◆ SOURCE DOCUMENT
2016 Skyrunner World Series

Winners
- SkyRace: Tadei Pivk Megan Kimmel
- Sky Ultra: Cristofer Clemente Gemma Arenas
- Vertical Kilometer: Philip Goetsch Christel Dewalle
- Sky Extreme: Jonathan Albon Jasmin Paris

Competitions
- Venues: 18 venues
- Individual: 23 events

= 2016 Skyrunner World Series =

The 2016 Skyrunner World Series was the 15th edition of the global skyrunning competition, Skyrunner World Series, organised by the International Skyrunning Federation from 2002.

From this edition is included a new category, Sky Extreme.

==Results==
===Category Sky===
Sky champions of the season are the Italian Tadei Pivk and the American Megan Kimmel.

◆ INSTRUCTIONS
**A)** Answer these questions using the text on the 2016 Skyrunner World Series:
(i) How many venues hosted the competitions?
(ii) Which edition of the Skyrunner World Series was the 2016 season?
(iii) What new category was added starting with this edition?
**B)** List every competition category that has winners named in the text on the 2016 Skyrunner World Series.
The data that follows has no connection to the text on the 2016 Skyrunner World Series.

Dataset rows
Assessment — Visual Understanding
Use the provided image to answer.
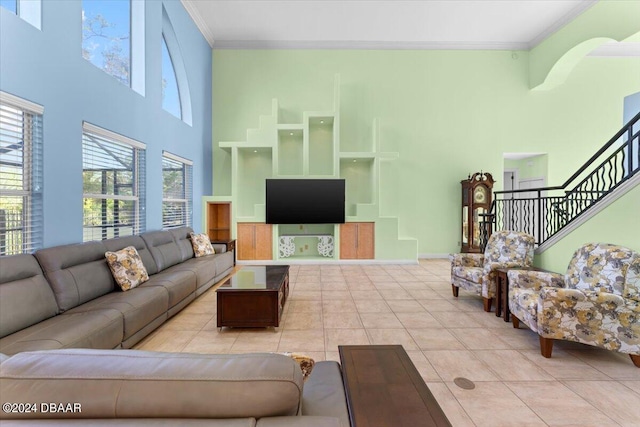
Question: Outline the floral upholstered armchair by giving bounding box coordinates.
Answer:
[507,243,640,368]
[449,231,535,311]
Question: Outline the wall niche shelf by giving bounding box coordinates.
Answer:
[210,75,418,262]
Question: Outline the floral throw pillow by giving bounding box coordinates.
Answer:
[190,233,216,258]
[104,246,149,291]
[280,353,316,381]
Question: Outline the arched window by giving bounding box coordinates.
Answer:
[162,36,182,119]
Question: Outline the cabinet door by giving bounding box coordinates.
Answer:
[253,224,273,259]
[356,222,375,259]
[340,226,358,259]
[236,223,256,259]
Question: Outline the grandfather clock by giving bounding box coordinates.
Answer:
[460,171,495,253]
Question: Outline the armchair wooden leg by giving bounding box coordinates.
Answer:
[540,336,553,359]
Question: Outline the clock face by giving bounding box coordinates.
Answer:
[473,186,487,203]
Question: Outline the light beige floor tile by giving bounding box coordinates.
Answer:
[619,381,640,395]
[407,350,442,381]
[323,312,363,329]
[563,381,640,427]
[230,329,282,352]
[322,290,351,301]
[396,312,442,329]
[182,331,240,354]
[407,289,442,299]
[281,312,324,330]
[367,329,419,350]
[449,328,511,350]
[351,288,382,301]
[378,288,413,300]
[354,300,391,313]
[447,377,546,427]
[520,350,610,380]
[418,299,459,312]
[324,351,340,362]
[289,290,322,301]
[163,312,213,332]
[278,330,325,352]
[425,380,476,427]
[285,301,322,313]
[407,328,464,350]
[431,311,476,328]
[136,329,198,353]
[564,352,640,380]
[360,313,404,329]
[474,350,554,381]
[423,350,498,382]
[324,329,371,351]
[505,381,618,427]
[387,299,426,313]
[322,300,358,313]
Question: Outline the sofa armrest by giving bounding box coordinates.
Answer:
[211,243,227,254]
[256,415,342,427]
[507,270,564,291]
[302,361,349,427]
[449,254,484,268]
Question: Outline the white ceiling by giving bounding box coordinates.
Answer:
[181,0,597,50]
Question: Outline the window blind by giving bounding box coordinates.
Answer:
[0,92,44,255]
[82,123,146,242]
[162,152,193,229]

◆ WRITTEN ANSWERS
**A)**
(i) 18 venues
(ii) The 15th edition
(iii) Sky Extreme

**B)** SkyRace, Sky Ultra, Vertical Kilometer, Sky Extreme